» **Input material**:

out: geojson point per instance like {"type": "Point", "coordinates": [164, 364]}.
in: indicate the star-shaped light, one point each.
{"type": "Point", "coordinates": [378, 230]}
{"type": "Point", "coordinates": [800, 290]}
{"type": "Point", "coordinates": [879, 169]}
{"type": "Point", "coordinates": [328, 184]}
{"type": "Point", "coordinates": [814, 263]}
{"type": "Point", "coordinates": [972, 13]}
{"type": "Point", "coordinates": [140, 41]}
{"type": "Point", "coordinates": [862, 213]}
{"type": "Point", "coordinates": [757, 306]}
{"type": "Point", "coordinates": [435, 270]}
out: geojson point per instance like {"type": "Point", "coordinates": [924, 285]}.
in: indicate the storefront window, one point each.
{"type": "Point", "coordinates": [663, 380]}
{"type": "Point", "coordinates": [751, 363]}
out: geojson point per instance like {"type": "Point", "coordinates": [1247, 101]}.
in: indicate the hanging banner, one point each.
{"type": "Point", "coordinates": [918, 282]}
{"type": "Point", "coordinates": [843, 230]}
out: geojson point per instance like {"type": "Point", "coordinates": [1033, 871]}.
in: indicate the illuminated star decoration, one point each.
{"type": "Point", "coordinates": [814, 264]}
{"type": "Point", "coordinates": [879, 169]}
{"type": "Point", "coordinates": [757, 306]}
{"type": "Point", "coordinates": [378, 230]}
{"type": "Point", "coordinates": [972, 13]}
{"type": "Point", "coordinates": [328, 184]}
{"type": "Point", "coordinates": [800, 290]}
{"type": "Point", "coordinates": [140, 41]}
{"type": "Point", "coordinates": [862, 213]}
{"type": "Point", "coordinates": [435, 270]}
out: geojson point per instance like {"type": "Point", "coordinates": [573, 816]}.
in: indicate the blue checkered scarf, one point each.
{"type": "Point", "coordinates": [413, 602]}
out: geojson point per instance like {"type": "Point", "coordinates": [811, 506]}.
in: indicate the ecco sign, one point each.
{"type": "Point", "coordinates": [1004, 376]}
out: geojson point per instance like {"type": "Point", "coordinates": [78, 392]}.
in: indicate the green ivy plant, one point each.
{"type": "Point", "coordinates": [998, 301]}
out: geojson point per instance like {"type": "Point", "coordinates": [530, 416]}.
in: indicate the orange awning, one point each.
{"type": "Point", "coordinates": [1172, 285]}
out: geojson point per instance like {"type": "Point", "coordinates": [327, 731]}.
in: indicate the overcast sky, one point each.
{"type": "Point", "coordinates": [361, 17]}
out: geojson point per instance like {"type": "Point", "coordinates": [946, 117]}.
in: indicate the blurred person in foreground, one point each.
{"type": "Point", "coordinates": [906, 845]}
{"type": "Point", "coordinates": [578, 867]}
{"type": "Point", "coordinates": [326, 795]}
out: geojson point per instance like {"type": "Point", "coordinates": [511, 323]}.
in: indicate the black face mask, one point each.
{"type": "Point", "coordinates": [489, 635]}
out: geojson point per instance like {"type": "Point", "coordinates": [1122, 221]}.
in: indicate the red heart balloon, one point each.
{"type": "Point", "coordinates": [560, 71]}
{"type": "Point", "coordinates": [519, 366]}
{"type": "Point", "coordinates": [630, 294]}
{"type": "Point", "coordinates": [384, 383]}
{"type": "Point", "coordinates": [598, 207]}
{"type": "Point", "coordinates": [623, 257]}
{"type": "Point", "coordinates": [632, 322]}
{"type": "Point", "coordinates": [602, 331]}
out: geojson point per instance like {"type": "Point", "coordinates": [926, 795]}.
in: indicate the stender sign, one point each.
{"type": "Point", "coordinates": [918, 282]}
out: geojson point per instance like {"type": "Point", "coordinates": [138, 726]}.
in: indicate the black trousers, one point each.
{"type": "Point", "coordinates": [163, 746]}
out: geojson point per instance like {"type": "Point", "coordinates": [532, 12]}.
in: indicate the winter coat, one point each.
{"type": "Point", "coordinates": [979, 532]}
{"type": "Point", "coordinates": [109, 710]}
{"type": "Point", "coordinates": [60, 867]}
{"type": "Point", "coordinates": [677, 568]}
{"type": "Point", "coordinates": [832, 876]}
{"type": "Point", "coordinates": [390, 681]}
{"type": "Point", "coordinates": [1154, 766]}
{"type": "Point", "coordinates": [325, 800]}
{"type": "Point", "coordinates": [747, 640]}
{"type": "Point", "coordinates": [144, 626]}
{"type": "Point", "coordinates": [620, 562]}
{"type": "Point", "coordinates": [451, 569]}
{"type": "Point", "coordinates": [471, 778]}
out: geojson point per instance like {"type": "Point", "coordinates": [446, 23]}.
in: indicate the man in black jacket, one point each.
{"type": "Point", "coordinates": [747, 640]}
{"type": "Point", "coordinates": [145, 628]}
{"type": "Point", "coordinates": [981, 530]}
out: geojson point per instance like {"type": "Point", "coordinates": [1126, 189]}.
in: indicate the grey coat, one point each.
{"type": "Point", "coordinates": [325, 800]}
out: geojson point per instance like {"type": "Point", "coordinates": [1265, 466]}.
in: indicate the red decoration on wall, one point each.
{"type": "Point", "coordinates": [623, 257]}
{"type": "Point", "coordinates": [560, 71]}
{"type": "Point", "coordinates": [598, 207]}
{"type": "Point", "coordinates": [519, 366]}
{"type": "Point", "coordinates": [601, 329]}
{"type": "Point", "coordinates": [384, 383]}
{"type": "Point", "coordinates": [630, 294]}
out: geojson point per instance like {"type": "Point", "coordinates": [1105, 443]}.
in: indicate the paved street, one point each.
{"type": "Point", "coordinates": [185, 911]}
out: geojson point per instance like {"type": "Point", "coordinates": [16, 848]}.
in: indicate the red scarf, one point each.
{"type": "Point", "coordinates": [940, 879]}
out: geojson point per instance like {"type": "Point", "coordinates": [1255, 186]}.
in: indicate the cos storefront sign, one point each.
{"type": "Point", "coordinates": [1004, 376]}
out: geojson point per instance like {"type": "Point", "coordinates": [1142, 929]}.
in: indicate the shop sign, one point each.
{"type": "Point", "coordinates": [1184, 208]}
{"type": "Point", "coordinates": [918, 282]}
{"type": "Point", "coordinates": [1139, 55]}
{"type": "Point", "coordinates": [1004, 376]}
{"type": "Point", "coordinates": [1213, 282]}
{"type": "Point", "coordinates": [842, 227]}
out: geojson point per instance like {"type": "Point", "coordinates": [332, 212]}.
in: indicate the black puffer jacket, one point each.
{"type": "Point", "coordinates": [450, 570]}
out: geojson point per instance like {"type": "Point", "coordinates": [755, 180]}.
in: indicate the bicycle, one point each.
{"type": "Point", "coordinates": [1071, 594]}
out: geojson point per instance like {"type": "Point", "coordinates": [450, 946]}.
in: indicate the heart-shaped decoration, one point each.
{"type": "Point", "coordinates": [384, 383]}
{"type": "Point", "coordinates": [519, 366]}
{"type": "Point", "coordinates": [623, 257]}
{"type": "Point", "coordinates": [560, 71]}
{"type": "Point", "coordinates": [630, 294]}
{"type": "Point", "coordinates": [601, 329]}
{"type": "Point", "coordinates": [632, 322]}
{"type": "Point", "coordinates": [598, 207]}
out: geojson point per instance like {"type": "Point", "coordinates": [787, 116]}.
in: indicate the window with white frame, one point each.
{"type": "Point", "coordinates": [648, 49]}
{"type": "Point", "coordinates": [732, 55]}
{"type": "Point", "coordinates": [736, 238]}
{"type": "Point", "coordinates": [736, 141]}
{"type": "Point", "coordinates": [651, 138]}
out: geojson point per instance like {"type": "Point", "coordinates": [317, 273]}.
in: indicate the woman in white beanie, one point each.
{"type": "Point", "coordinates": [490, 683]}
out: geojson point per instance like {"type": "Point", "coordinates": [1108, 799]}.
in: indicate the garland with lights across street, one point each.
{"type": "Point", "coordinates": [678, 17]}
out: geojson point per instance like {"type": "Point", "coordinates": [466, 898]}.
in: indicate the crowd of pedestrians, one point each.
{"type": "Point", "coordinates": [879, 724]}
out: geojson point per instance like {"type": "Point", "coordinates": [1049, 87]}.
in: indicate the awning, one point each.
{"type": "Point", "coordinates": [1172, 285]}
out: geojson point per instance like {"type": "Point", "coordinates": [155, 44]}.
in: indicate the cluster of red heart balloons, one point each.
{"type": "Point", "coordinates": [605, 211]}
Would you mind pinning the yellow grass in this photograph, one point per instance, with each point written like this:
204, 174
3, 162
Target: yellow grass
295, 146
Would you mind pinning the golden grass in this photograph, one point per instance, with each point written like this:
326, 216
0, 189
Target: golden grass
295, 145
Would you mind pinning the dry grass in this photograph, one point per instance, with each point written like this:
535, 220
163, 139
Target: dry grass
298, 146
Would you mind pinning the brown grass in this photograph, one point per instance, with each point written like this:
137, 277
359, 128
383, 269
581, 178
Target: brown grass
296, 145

» **Exercise**: What is needed is an exact copy of the lines from the one holding "Target: dry grass" through the final line of the material.

» **Output for this exercise**:
Target: dry grass
298, 146
Would you mind pinning the brown grass in this photograph, one point per instance, with each point written like this:
137, 277
359, 128
383, 269
581, 178
Target: brown grass
296, 145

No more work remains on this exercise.